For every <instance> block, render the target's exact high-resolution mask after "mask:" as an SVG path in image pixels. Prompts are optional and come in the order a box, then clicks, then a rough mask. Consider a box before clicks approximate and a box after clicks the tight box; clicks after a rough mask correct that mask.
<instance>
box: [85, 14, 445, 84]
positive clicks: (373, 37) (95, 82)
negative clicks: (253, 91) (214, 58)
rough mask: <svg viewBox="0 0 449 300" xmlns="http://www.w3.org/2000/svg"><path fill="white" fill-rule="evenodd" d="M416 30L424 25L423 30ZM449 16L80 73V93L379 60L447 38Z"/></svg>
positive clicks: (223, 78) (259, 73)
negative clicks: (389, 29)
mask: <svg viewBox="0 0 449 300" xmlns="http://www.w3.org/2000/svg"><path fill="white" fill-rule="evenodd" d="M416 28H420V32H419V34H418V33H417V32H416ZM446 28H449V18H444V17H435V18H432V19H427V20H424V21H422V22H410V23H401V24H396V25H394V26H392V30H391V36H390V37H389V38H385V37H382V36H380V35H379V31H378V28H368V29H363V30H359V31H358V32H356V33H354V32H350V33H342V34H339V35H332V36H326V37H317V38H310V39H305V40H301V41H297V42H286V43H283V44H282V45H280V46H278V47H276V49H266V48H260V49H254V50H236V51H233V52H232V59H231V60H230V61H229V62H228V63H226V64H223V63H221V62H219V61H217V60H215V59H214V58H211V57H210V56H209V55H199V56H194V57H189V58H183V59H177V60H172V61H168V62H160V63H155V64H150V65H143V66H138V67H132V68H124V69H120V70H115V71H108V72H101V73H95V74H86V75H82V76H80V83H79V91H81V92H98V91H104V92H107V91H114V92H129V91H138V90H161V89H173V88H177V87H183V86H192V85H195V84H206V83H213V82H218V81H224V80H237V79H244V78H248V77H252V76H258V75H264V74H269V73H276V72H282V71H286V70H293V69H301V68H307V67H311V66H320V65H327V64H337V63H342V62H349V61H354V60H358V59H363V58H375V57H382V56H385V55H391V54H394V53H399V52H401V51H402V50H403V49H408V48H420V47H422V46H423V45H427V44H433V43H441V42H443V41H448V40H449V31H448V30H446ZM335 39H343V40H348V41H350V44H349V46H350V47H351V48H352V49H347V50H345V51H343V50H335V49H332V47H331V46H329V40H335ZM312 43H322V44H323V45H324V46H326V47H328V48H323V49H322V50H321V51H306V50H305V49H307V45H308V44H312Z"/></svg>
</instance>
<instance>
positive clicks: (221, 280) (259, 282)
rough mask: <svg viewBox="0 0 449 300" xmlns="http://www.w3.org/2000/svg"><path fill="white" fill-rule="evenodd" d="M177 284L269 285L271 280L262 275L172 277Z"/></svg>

....................

**What is being asked**
Find "positive" in the preceding records. Copy each line that holds it.

**Exercise answer**
positive clicks: (373, 37) (95, 82)
positive clicks: (223, 78) (259, 73)
positive clicks: (221, 280) (259, 282)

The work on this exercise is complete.